-- begin Task input --

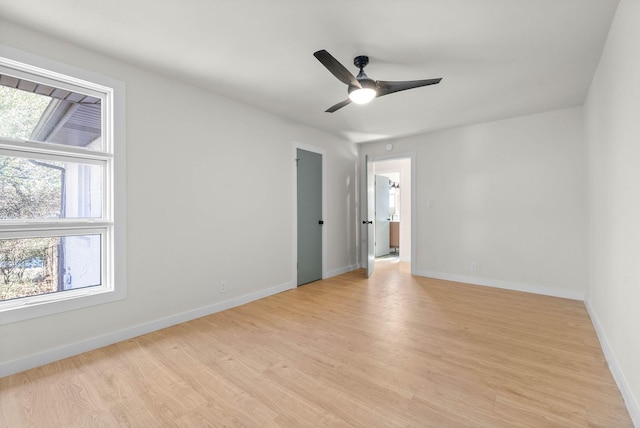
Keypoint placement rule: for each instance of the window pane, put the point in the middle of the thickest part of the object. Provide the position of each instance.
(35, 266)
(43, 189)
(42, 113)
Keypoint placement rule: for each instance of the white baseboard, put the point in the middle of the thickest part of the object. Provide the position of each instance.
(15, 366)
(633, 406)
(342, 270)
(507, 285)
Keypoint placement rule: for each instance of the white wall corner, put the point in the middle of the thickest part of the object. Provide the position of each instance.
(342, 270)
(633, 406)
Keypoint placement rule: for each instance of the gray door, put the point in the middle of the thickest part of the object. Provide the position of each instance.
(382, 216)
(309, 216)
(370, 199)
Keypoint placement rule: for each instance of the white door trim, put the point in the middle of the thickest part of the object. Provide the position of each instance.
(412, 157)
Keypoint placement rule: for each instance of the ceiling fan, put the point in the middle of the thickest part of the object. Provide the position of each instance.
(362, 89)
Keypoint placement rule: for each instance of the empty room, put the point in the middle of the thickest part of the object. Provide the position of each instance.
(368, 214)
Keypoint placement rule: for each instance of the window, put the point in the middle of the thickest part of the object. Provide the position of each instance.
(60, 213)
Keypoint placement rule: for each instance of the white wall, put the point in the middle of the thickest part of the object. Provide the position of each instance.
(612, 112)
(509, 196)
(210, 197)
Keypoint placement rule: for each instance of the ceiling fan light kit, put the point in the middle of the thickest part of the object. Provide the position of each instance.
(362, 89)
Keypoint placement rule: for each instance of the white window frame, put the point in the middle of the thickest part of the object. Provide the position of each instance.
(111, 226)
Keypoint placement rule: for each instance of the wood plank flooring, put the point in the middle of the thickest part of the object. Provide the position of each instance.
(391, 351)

-- end Task input --

What you need to do:
Arrange the rows above as a two-column CSV with the header label_text,points. Give one line per row, put its text and its answer each in a single quoted field with line breaks replaced by spaces, and leave out the pictures.

Complete answer:
label_text,points
"Keypoint placement rule: for each instance of the window pane, put the point in the middle of the thickest part of the object. Provide the position of each instance.","(35, 266) (43, 189) (42, 113)"
"Keypoint placement rule: for each instance of the white baseboard, put the point in the middle of the thickest part of the object. Provide the position of each instance.","(15, 366) (633, 406) (342, 270) (507, 285)"
"Keypoint placement rule: for each instance of the white wall corner, put the point in the middle of the thickest part of the object. Provide the position of each instance.","(342, 270) (633, 406)"
"Keypoint placement rule: for each instance of the gray door, put the point in the middle of the thickest part of the object. Provide the position of each instance.","(382, 216) (309, 216) (370, 199)"
"Keypoint placement rule: for each instance of the white door trim, put the point in the middle of the thickest part of the object. Provide the position of each instance.","(412, 157)"
"Keypoint placement rule: for each instance of the ceiling fan, put the point in the middle of the thickest part of the object. Provide the position of each instance.","(362, 89)"
"Keypoint placement rule: for each instance of the empty room, put the point in the middle of the thickest part of the object. Provide the position of each instance.","(368, 214)"
"Keypoint placement rule: for each instance of the window, put the point in the middle of the thickest part of the object. Provide the position of each instance.","(60, 213)"
"Keypoint placement rule: for each instance of the white wall, put the point in the middle of the thickest part of the object. Provide the position of each instance.","(612, 112) (509, 196) (210, 197)"
"Keypoint placement rule: for each instance of the ceiling fan light kit, put the point in the middle of the thickest part of the object. Provide the position of each instance.","(362, 89)"
"Keypoint placement rule: for each instance of the white window frame, put the point in the middle of the thickest part of the object. Provide the position of each instance.","(111, 226)"
"Keypoint placement rule: for each instance of the wood plank flooring, put the point in the middle of the thickest part of the object. Provide the position of each instance.","(391, 351)"